**Assignment:** Using the material below, print the line that contains "box: [387, 0, 418, 46]", the line that contains "14V5H413L409 0H395L393 21L399", and every line in between, exactly and nothing else.

+-------+

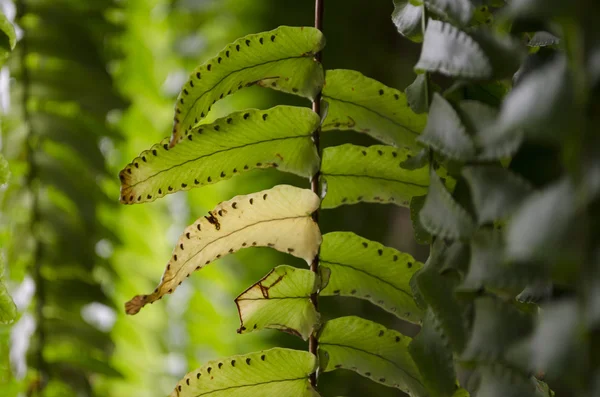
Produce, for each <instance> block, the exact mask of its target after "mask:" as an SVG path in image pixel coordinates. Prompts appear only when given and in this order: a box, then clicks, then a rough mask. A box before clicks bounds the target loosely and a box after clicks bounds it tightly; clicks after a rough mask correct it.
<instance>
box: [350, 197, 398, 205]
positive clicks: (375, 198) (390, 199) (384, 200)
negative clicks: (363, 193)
mask: <svg viewBox="0 0 600 397" xmlns="http://www.w3.org/2000/svg"><path fill="white" fill-rule="evenodd" d="M364 198H365V197H364V196H358V197H357V198H356V201H362V200H363V199H364ZM348 200H349V199H348V197H342V200H341V202H342V203H347V202H348ZM373 200H375V201H379V202H384V201H386V200H385V199H384V198H382V197H379V196H374V197H373ZM387 201H389V202H394V201H396V198H395V197H390V198H389V199H387ZM405 204H406V203H405Z"/></svg>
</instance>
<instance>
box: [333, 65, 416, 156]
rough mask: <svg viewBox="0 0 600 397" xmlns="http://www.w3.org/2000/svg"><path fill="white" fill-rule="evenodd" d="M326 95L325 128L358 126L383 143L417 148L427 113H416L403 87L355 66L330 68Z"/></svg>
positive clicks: (357, 126)
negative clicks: (403, 91) (325, 112)
mask: <svg viewBox="0 0 600 397" xmlns="http://www.w3.org/2000/svg"><path fill="white" fill-rule="evenodd" d="M325 80H326V84H325V87H324V88H323V99H324V100H325V101H327V102H328V103H329V109H328V113H327V118H326V119H325V122H324V123H323V127H322V130H323V131H329V130H354V131H358V132H363V133H365V134H368V135H370V136H372V137H373V138H375V139H378V140H380V141H382V142H383V143H386V144H390V145H394V146H398V147H407V148H417V147H418V146H417V145H416V141H415V139H416V138H417V137H418V136H419V134H420V133H421V131H422V130H423V127H425V122H426V120H427V117H426V116H425V115H417V114H415V113H414V112H413V111H412V110H411V109H410V108H409V107H408V103H407V101H406V96H405V95H404V93H403V92H402V91H399V90H396V89H394V88H391V87H388V86H385V85H383V84H381V83H380V82H378V81H377V80H373V79H370V78H368V77H366V76H364V75H362V74H360V73H359V72H355V71H353V70H342V69H339V70H328V71H327V74H326V76H325Z"/></svg>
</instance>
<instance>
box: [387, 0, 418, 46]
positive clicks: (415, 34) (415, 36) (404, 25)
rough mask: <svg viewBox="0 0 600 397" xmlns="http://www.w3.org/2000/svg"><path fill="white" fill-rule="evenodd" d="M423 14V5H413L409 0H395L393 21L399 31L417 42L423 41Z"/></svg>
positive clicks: (392, 18) (408, 37) (398, 32)
mask: <svg viewBox="0 0 600 397" xmlns="http://www.w3.org/2000/svg"><path fill="white" fill-rule="evenodd" d="M422 15H423V6H420V5H412V4H411V2H410V1H409V0H394V12H393V13H392V22H393V23H394V25H396V29H398V33H400V34H401V35H403V36H404V37H406V38H407V39H409V40H412V41H414V42H415V43H420V42H422V41H423V28H422V26H421V19H422Z"/></svg>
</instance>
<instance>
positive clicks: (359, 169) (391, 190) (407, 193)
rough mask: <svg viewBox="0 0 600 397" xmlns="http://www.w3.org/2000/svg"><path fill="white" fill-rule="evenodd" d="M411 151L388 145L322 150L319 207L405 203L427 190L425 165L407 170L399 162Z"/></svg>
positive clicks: (411, 153) (427, 176)
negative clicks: (360, 202) (387, 145)
mask: <svg viewBox="0 0 600 397" xmlns="http://www.w3.org/2000/svg"><path fill="white" fill-rule="evenodd" d="M411 156H412V153H411V152H410V151H409V150H407V149H400V148H394V147H391V146H384V145H374V146H370V147H364V146H357V145H351V144H346V145H340V146H334V147H328V148H325V150H323V161H322V168H321V180H322V182H323V183H324V188H323V192H324V193H325V197H324V198H323V203H322V206H321V207H322V208H335V207H339V206H340V205H345V204H356V203H359V202H368V203H393V204H396V205H400V206H408V203H409V202H410V199H411V198H412V197H413V196H421V195H424V194H425V193H427V188H428V185H429V176H428V170H427V167H423V168H420V169H417V170H412V171H411V170H407V169H405V168H403V167H402V166H401V164H402V163H403V162H404V161H406V160H407V159H408V158H409V157H411Z"/></svg>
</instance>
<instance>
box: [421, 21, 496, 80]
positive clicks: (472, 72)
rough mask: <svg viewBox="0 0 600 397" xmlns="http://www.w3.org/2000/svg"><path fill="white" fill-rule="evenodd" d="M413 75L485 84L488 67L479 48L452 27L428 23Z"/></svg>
mask: <svg viewBox="0 0 600 397" xmlns="http://www.w3.org/2000/svg"><path fill="white" fill-rule="evenodd" d="M415 70H416V71H417V72H432V73H442V74H445V75H448V76H451V77H455V78H464V79H481V80H485V79H488V78H490V77H491V76H492V65H491V64H490V60H489V59H488V57H487V56H486V55H485V54H484V52H483V50H482V49H481V47H480V46H479V44H478V43H477V42H476V41H475V40H473V38H471V37H470V36H469V35H468V34H466V33H464V32H462V31H460V30H458V29H457V28H455V27H454V26H452V25H450V24H448V23H444V22H440V21H435V20H432V19H430V20H429V22H428V24H427V31H426V32H425V39H424V40H423V48H422V50H421V57H420V58H419V62H418V63H417V65H416V66H415Z"/></svg>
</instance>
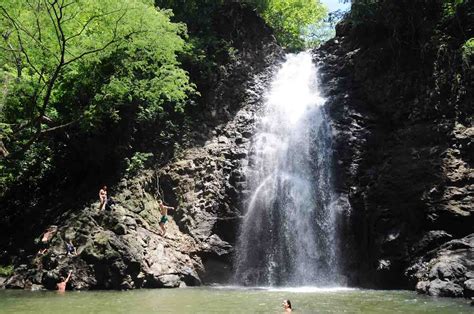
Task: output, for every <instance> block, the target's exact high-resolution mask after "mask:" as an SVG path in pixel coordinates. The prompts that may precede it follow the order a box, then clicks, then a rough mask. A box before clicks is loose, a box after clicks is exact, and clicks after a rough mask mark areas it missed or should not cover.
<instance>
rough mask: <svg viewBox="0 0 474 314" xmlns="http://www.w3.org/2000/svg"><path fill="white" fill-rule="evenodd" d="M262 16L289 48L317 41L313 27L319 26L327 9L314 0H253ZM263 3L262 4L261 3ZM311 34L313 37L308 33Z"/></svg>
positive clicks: (321, 22)
mask: <svg viewBox="0 0 474 314" xmlns="http://www.w3.org/2000/svg"><path fill="white" fill-rule="evenodd" d="M254 2H256V3H257V8H258V10H259V11H260V12H261V14H262V17H263V18H264V19H265V21H267V23H268V24H269V25H270V26H271V27H272V28H273V29H274V30H275V35H276V37H277V39H278V41H279V42H280V43H281V44H282V45H283V46H286V47H287V48H289V49H290V50H301V49H304V48H306V47H308V46H311V45H314V44H316V43H319V42H318V38H314V34H315V32H314V29H315V28H319V27H321V25H322V24H321V23H322V21H323V20H324V18H325V17H326V13H327V10H326V8H325V7H324V6H323V5H322V4H321V2H320V1H319V0H318V1H315V0H264V1H259V0H254ZM262 3H263V4H262ZM310 34H312V35H313V38H310V37H309V35H310Z"/></svg>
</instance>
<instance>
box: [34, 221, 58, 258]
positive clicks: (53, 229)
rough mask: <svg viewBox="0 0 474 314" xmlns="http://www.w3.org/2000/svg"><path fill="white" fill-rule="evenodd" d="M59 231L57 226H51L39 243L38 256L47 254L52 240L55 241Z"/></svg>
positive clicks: (43, 232)
mask: <svg viewBox="0 0 474 314" xmlns="http://www.w3.org/2000/svg"><path fill="white" fill-rule="evenodd" d="M57 231H58V227H57V226H54V225H52V226H49V227H48V228H47V229H46V230H45V231H44V232H43V234H42V236H41V240H40V241H39V250H38V254H39V255H42V254H44V253H46V251H47V250H48V247H49V243H50V242H51V239H53V237H54V235H55V234H56V232H57Z"/></svg>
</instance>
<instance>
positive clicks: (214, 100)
mask: <svg viewBox="0 0 474 314" xmlns="http://www.w3.org/2000/svg"><path fill="white" fill-rule="evenodd" d="M229 6H231V7H232V9H231V10H227V11H225V12H220V14H218V15H217V16H216V17H215V18H216V21H215V22H216V25H220V26H219V28H218V33H219V35H220V36H222V37H225V38H228V39H229V40H232V41H235V42H236V43H238V45H239V47H238V51H237V52H236V54H235V56H234V58H232V59H231V60H229V61H228V63H226V64H223V65H221V66H220V68H219V71H218V73H216V77H215V80H214V81H213V82H211V85H212V86H211V88H210V90H209V91H208V93H206V95H205V97H204V100H203V102H204V104H203V106H205V107H204V108H205V110H203V108H201V109H200V110H201V112H199V113H195V117H193V118H195V120H196V121H193V122H192V123H193V124H192V125H191V126H190V129H196V130H199V132H197V131H196V132H194V133H193V132H191V133H190V134H188V135H187V136H186V137H185V138H184V139H183V143H180V144H182V145H181V147H180V150H179V153H178V154H177V155H176V156H175V157H174V158H170V159H169V162H167V163H166V164H161V165H160V166H159V167H158V166H157V167H156V168H154V169H156V170H146V171H142V172H141V173H140V174H139V175H138V176H136V177H133V178H129V177H127V178H122V179H121V180H120V181H119V182H118V183H117V184H116V186H114V187H113V190H114V192H113V195H112V197H113V199H114V200H115V202H116V205H114V206H113V207H112V208H111V210H106V211H100V212H99V211H98V203H97V202H96V203H92V204H86V205H84V206H83V207H79V208H73V209H70V210H68V211H67V212H65V213H64V214H63V215H62V216H61V217H60V219H59V218H58V221H59V223H57V224H58V232H57V233H56V235H55V237H54V238H53V239H52V240H51V243H50V244H49V247H48V250H47V251H46V253H45V254H44V255H42V256H39V255H37V254H36V252H37V250H35V251H34V252H31V254H30V255H29V256H27V257H24V256H23V257H22V258H23V259H24V260H27V261H28V265H25V267H17V268H16V269H15V275H14V276H12V277H10V278H9V279H8V280H7V281H6V287H8V288H21V289H24V288H25V286H26V285H28V284H29V283H31V284H32V285H36V286H35V287H37V286H38V285H40V286H43V287H45V288H47V289H55V288H56V284H57V283H58V282H59V280H60V278H61V277H66V276H67V273H68V272H69V271H70V270H72V277H71V280H70V282H69V283H68V289H76V290H86V289H121V290H128V289H135V288H142V287H146V288H176V287H184V286H196V285H201V284H202V283H205V281H204V280H203V279H207V278H210V277H208V274H209V273H212V272H219V273H223V275H222V276H220V278H221V279H222V278H224V277H226V278H228V276H229V273H230V271H231V267H230V264H231V253H232V252H233V245H234V243H235V234H236V230H237V229H236V228H237V223H238V222H239V217H240V209H241V204H240V199H241V197H240V195H241V193H243V192H242V191H243V190H245V189H246V187H245V184H244V182H245V180H244V179H243V175H242V173H241V172H240V169H241V167H242V165H243V164H244V163H245V162H246V160H245V159H246V156H247V153H248V147H249V145H250V140H249V138H250V137H251V135H252V134H253V129H254V127H255V125H254V124H255V121H256V119H255V118H254V116H255V114H256V111H257V110H258V108H259V107H260V104H261V102H262V97H263V91H264V90H265V88H266V86H267V85H268V84H269V80H270V78H271V76H272V74H273V72H274V70H275V65H276V64H277V63H278V62H279V61H280V60H281V58H282V56H283V51H282V49H281V48H280V47H279V46H278V45H277V44H276V42H275V39H274V37H273V35H272V33H271V30H270V29H268V28H267V27H266V26H265V24H264V23H263V20H261V19H260V18H258V17H257V15H256V14H255V12H253V11H252V10H249V9H246V8H243V7H242V6H240V5H239V4H237V3H231V4H229ZM229 15H235V16H229ZM230 19H233V22H232V23H228V21H229V20H230ZM235 28H237V29H238V30H239V31H238V32H235ZM236 34H237V36H242V38H240V39H238V38H235V36H236ZM257 34H258V36H257ZM190 123H191V122H190ZM207 134H208V136H206V135H207ZM231 177H232V180H231ZM111 194H112V193H111ZM158 199H163V200H164V202H165V203H166V204H167V205H170V206H173V207H174V208H175V209H174V210H169V212H168V218H169V221H168V223H167V224H166V229H167V231H166V234H165V235H164V236H162V235H161V230H160V226H159V221H160V218H161V214H160V211H159V206H158ZM66 241H72V242H73V244H74V246H75V247H76V249H77V253H78V254H77V256H67V255H66ZM31 242H33V239H31ZM217 263H218V264H219V265H220V269H219V270H216V269H214V268H213V266H215V265H217ZM215 278H216V277H213V279H212V280H213V282H215V281H214V279H215Z"/></svg>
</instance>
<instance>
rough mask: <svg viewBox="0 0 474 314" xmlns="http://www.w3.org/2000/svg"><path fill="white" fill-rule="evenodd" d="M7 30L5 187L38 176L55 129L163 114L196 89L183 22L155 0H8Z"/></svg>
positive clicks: (1, 69) (4, 93)
mask: <svg viewBox="0 0 474 314" xmlns="http://www.w3.org/2000/svg"><path fill="white" fill-rule="evenodd" d="M0 26H1V29H2V34H1V35H2V39H1V41H0V84H1V92H0V144H1V145H0V148H1V150H0V152H1V155H0V186H1V187H5V186H6V185H7V184H8V183H9V182H11V181H14V180H17V179H18V178H19V177H21V175H24V174H26V173H27V172H29V178H28V179H29V180H31V179H33V178H34V177H38V176H39V177H41V176H42V175H43V172H44V171H47V170H48V167H49V166H50V160H51V158H52V156H53V154H54V153H55V149H57V147H56V148H55V149H52V148H51V147H53V145H54V141H55V140H56V139H57V135H58V134H65V135H67V136H68V133H67V132H76V133H77V132H82V133H88V132H93V131H94V130H95V129H97V128H100V127H101V126H102V125H103V124H104V121H107V123H108V124H111V123H112V124H113V123H115V122H117V121H119V120H120V119H121V118H122V117H123V115H124V113H126V115H127V119H130V120H131V123H138V124H139V123H141V122H143V121H151V120H154V119H157V118H158V119H159V118H164V116H165V113H166V110H167V109H168V111H169V110H178V111H179V110H182V108H183V106H184V104H185V102H186V100H187V96H188V95H189V94H190V93H192V92H193V91H194V87H193V85H192V84H190V83H189V80H188V75H187V73H186V72H185V71H184V70H183V69H182V68H181V67H180V64H179V62H178V61H177V57H176V55H177V54H178V53H179V52H181V51H183V49H184V44H185V42H184V39H183V38H185V36H186V34H185V27H184V25H182V24H177V23H172V22H170V12H169V11H166V10H159V9H156V8H154V7H153V2H152V1H145V0H141V1H140V0H101V1H93V0H70V1H64V0H57V1H56V0H55V1H41V0H32V1H16V0H4V1H2V4H1V5H0ZM166 108H167V109H166ZM7 155H8V156H7ZM2 190H3V189H2Z"/></svg>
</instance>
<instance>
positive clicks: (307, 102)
mask: <svg viewBox="0 0 474 314" xmlns="http://www.w3.org/2000/svg"><path fill="white" fill-rule="evenodd" d="M323 104H324V99H323V98H322V97H321V95H320V93H319V89H318V83H317V69H316V67H315V65H314V64H313V62H312V57H311V54H310V53H309V52H303V53H299V54H296V55H295V54H289V55H287V58H286V61H285V62H284V63H283V64H282V66H281V68H280V70H279V71H278V73H277V74H276V76H275V78H274V79H273V82H272V84H271V86H270V89H269V91H268V92H267V94H266V100H265V105H264V108H263V111H262V113H261V115H260V123H259V127H258V130H257V132H256V134H255V135H254V137H253V142H252V147H251V151H250V154H249V163H248V167H247V169H246V176H247V183H248V186H249V187H250V190H251V193H252V194H251V195H250V197H249V199H248V200H247V202H246V204H247V206H246V209H245V211H244V218H243V221H242V224H241V228H240V234H239V237H238V240H237V245H236V255H235V256H236V258H235V277H234V279H235V281H236V282H237V283H239V284H244V285H257V286H259V285H270V286H301V285H321V286H328V285H338V283H339V281H338V280H339V277H340V276H339V271H338V252H337V246H338V245H337V242H338V239H337V223H336V220H337V219H336V216H337V215H336V212H335V206H333V204H334V199H335V193H334V191H333V189H332V187H331V170H330V155H331V153H330V141H331V137H330V130H329V126H328V123H327V119H326V117H325V113H324V110H323Z"/></svg>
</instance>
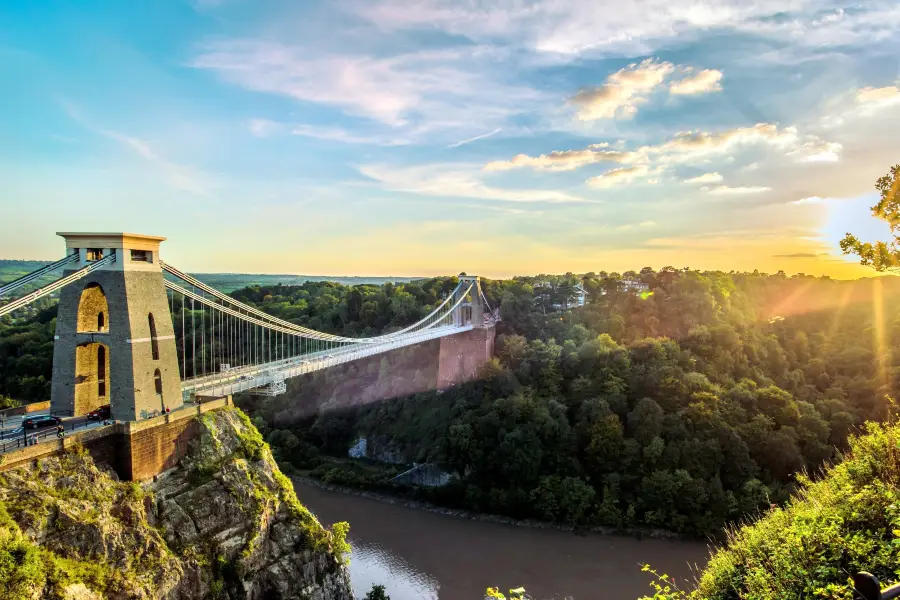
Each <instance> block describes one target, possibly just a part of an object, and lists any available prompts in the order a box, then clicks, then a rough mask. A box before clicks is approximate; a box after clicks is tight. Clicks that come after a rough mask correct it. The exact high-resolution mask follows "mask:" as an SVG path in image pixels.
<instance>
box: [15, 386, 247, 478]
mask: <svg viewBox="0 0 900 600" xmlns="http://www.w3.org/2000/svg"><path fill="white" fill-rule="evenodd" d="M232 405H233V404H232V400H231V396H227V397H225V398H218V399H216V400H211V401H209V402H204V403H203V404H198V405H195V406H186V407H184V408H183V409H181V410H177V411H175V412H171V413H168V414H164V415H160V416H159V417H154V418H152V419H145V420H144V421H137V422H136V421H129V422H125V423H121V422H119V423H113V424H111V425H106V426H104V427H98V428H95V429H87V430H85V431H81V432H77V433H67V434H66V436H65V437H64V438H62V439H56V438H52V439H51V440H49V441H44V442H41V443H39V444H36V445H34V446H26V447H24V448H21V449H19V450H13V451H11V452H7V453H6V454H3V455H0V461H2V462H0V472H2V471H6V470H9V469H13V468H15V467H18V466H22V465H24V464H27V463H29V462H31V461H34V460H38V459H41V458H47V457H50V456H55V455H57V454H61V453H63V452H65V451H66V450H67V449H69V448H71V447H72V446H75V445H76V444H80V445H82V446H84V447H85V448H86V449H87V451H88V452H89V453H90V454H91V456H93V458H94V460H95V461H96V462H97V463H101V464H106V465H108V466H110V467H112V468H113V470H115V472H116V473H117V474H118V476H119V478H120V479H123V480H127V481H142V480H145V479H150V478H152V477H153V476H154V475H158V474H159V473H161V472H163V471H165V470H167V469H171V468H172V467H174V466H175V465H176V464H178V461H179V460H181V459H182V458H183V457H184V456H185V454H186V453H187V450H188V443H189V442H190V440H192V439H193V438H194V436H196V435H197V433H198V431H199V429H198V424H197V423H196V421H195V419H194V418H195V417H197V416H199V415H201V414H203V413H206V412H209V411H212V410H216V409H218V408H222V407H225V406H232Z"/></svg>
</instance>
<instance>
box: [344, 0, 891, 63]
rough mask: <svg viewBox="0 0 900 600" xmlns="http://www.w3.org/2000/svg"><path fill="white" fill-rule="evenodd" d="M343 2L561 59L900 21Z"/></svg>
mask: <svg viewBox="0 0 900 600" xmlns="http://www.w3.org/2000/svg"><path fill="white" fill-rule="evenodd" d="M829 4H830V5H831V6H829ZM344 6H346V7H347V9H348V10H349V11H352V12H353V13H354V15H355V16H361V17H363V18H366V19H368V20H370V21H371V22H373V23H375V24H376V25H377V26H378V27H379V28H381V29H382V30H384V31H396V30H402V29H407V30H415V29H439V30H442V31H445V32H448V33H451V34H453V35H458V36H465V37H468V38H470V39H472V40H475V41H476V42H485V43H486V42H491V41H496V40H498V39H500V40H503V41H504V42H506V43H516V44H519V45H523V46H525V47H527V48H530V49H532V50H535V51H537V52H542V53H546V54H551V55H556V56H560V57H575V56H578V55H583V54H587V53H597V54H604V55H630V56H634V55H639V54H645V55H646V54H650V53H652V52H654V51H655V50H656V49H658V48H660V47H662V46H665V45H667V44H669V43H671V42H672V41H673V40H684V39H690V38H691V37H693V36H696V35H699V34H700V33H701V32H703V31H709V30H716V29H718V30H723V29H724V30H731V31H740V32H747V33H753V34H756V35H760V36H771V37H780V38H781V39H784V37H785V36H787V35H790V39H791V42H792V43H794V44H798V45H805V46H808V47H811V48H822V47H829V46H842V45H844V46H846V45H852V44H861V43H865V42H866V41H869V40H871V39H875V38H883V37H884V36H886V35H891V34H892V33H895V32H896V28H897V24H898V11H897V7H896V4H895V3H894V2H893V1H892V0H870V1H869V2H866V3H865V4H862V5H859V6H855V7H854V10H853V11H843V10H842V9H840V8H838V7H837V6H834V5H833V4H831V3H825V4H824V5H823V2H822V1H821V0H786V1H784V2H780V1H775V0H757V1H755V2H740V1H739V0H724V1H721V2H710V1H705V2H694V1H691V0H671V1H670V2H666V3H664V4H660V3H659V2H658V1H657V0H633V1H632V2H628V3H622V4H619V5H617V6H616V7H615V10H610V7H609V5H608V4H606V3H602V2H595V1H590V0H571V1H569V2H559V1H556V0H534V1H533V2H510V1H506V0H485V1H482V2H458V1H456V0H383V1H380V2H377V3H372V2H366V1H365V0H348V1H347V2H346V3H345V4H344ZM829 9H830V10H829Z"/></svg>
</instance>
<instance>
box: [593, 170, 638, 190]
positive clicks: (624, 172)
mask: <svg viewBox="0 0 900 600" xmlns="http://www.w3.org/2000/svg"><path fill="white" fill-rule="evenodd" d="M649 174H650V168H649V167H648V166H647V165H636V166H634V167H619V168H617V169H612V170H610V171H607V172H606V173H603V174H601V175H598V176H596V177H591V178H590V179H588V180H587V184H588V185H589V186H591V187H597V188H611V187H616V186H618V185H624V184H628V183H631V182H633V181H635V180H636V179H641V178H642V177H646V176H647V175H649Z"/></svg>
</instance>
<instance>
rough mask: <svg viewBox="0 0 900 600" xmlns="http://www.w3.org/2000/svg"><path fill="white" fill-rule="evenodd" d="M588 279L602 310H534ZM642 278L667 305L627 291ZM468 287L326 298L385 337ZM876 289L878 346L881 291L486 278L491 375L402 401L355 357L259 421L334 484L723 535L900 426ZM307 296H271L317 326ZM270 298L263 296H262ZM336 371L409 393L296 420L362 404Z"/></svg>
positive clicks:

+-------+

**Response box:**
box: [387, 0, 418, 46]
positive clicks: (415, 34) (415, 36) (404, 25)
rough mask: <svg viewBox="0 0 600 397" xmlns="http://www.w3.org/2000/svg"><path fill="white" fill-rule="evenodd" d="M423 14V5H413L409 0H395L393 21L399 31L417 42L423 41Z"/></svg>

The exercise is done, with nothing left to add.